EXERCISE DIRECTIONS: Please give the date on which the blog post about science under siege was published.

DOCUMENT SEGMENT:
###

Science Under Siege, or Just Paranoid Declinism?

I wrote a somewhat meandering post about truth and politics over on my other blog. I’d be interested if any of my colleagues find these issues compelling at all.

As scientists, do you feel under threat from wide-spread ignorance? Does it bother you that so many people believe in creationism, or the Mayan apocalypse, or the gambler’s fallacy? Is it a threat only to our livelihood or do you worry for the fate of the species?

Or am I painting with too broad a brush? I’ve known many scientists who were theists, and some who are at least skeptical about global warming models. Does pursuit of the scientific method or critical thinking just create an orthodoxy of empiricism that is tantamount to religious faith?


~ by nucamb on January 19, 2013.

2 Responses to “Science Under Siege, or Just Paranoid Declinism?”

  1. The most frightening thing I see happening is that science is becoming as dogmatic as religion. It’s especially frightening in the practice of medicine. We believe so completely that we fully understand disease processes that we have the audacity to implement protocols, deviation from which is increasingly likely to lead to punishment by means of limited reimbursement. How confident were bloodletters in their own protocols?
    If we accept that the truth is a single point, and that science, and religion for that matter, provide the means of learning about that point, we put ourselves in a position to continuously learn about reality. Isn’t that really what we want anyway? Alexander wept when there were no more lands to conquer. Will there be a final theorem that will bring all mathematicians to tears?

###

RECORDS PROVIDED:

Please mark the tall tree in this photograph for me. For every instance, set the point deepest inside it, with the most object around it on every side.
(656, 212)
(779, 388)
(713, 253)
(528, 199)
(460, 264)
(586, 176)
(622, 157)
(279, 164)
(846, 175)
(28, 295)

###

ANSWER: January 19, 2013.